:: Passage shown
Nessie News - Day 2
Welcome to Strathfarrar, Monday 3rd August
Information for Day 2
Event Programme and website information remains valid, and is not repeated here. Additional final details are given below.
N Side (Culligran): Red/Blue Start courses only
The wide stream on the W of the map (‘Neaty Burn’) runs E then SE down to the River Farrar. It is crossed and re-crossed by courses C37 to C41. Crossing can be made at all flatter areas shown, but all deep ravines and gorges, shown by adjacent cliff symbols, are dangerous and must be avoided.
- Wide and narrow green vegetation screens show significant areas of bracken as in August 2014. Use for general guidance only; they may not be as accurate for 2015 growth.
- All power lines have been omitted from the map.
- Blue x = Covered water tank.
All Red and Blue courses cross the river at a temporary pontoon bridge. This is a marked and mandatory crossing point, and must be used. The bridge leads directly onto a steep 5m bank on the S side. The crossing will be very busy with 3,000+ runners: competitors should keep moving over the bridge and up the bank without stopping (despite the delightful setting!) to avoid any bottlenecks developing.
::::
### Task statement
Copy the part of the Day 2 notes that opens with the words containing "N Side (Culligran): Red/Blue" and closes with "from the map.", changing "bracken" to "heather".
:: Data shown
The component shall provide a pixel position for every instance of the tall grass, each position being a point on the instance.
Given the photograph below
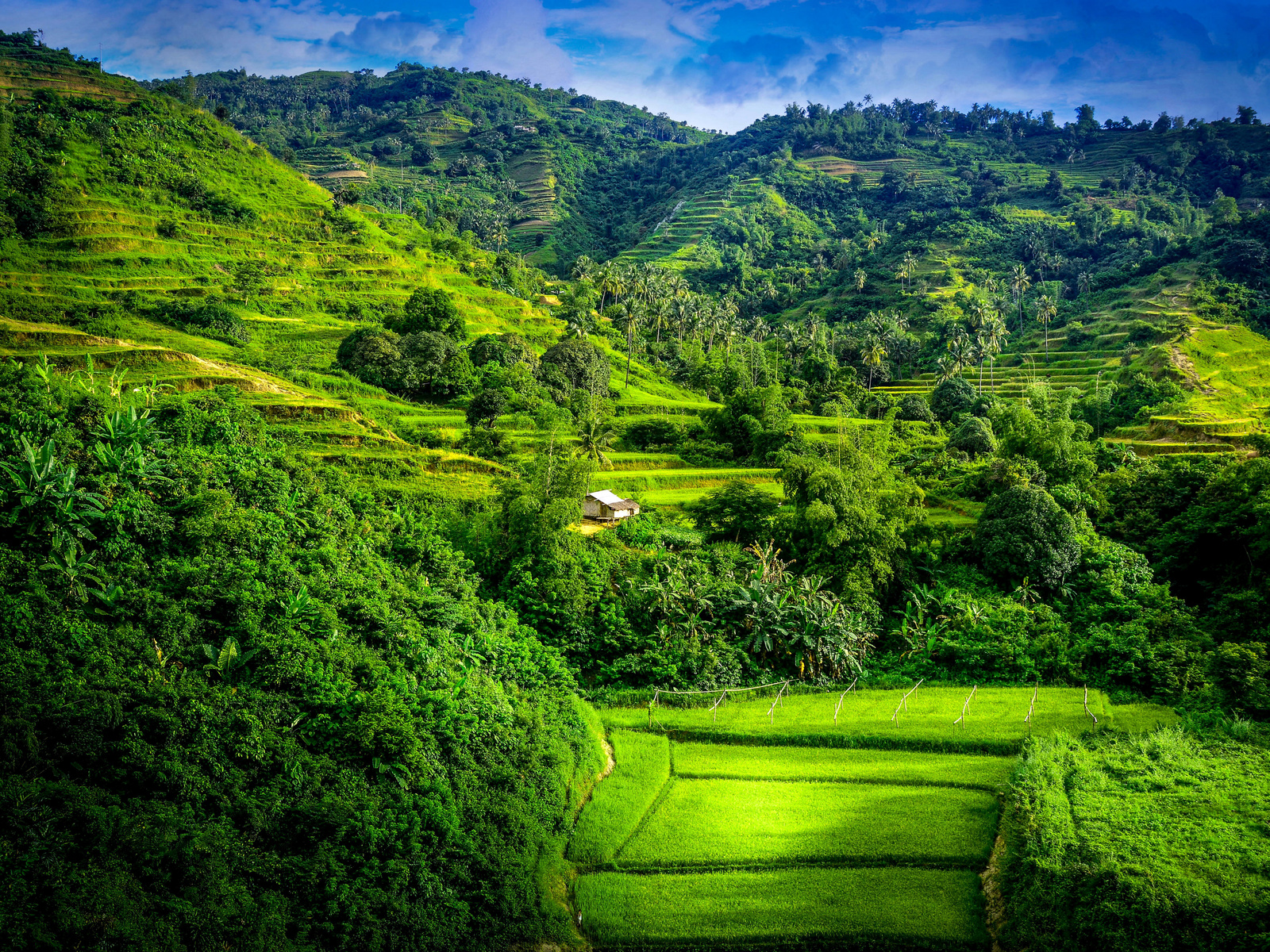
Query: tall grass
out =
::::
### Result for this exercise
N Side (Culligran): Red/Blue Start courses only
The wide stream on the W of the map (‘Neaty Burn’) runs E then SE down to the River Farrar. It is crossed and re-crossed by courses C37 to C41. Crossing can be made at all flatter areas shown, but all deep ravines and gorges, shown by adjacent cliff symbols, are dangerous and must be avoided.
- Wide and narrow green vegetation screens show significant areas of heather as in August 2014. Use for general guidance only; they may not be as accurate for 2015 growth.
- All power lines have been omitted from the map.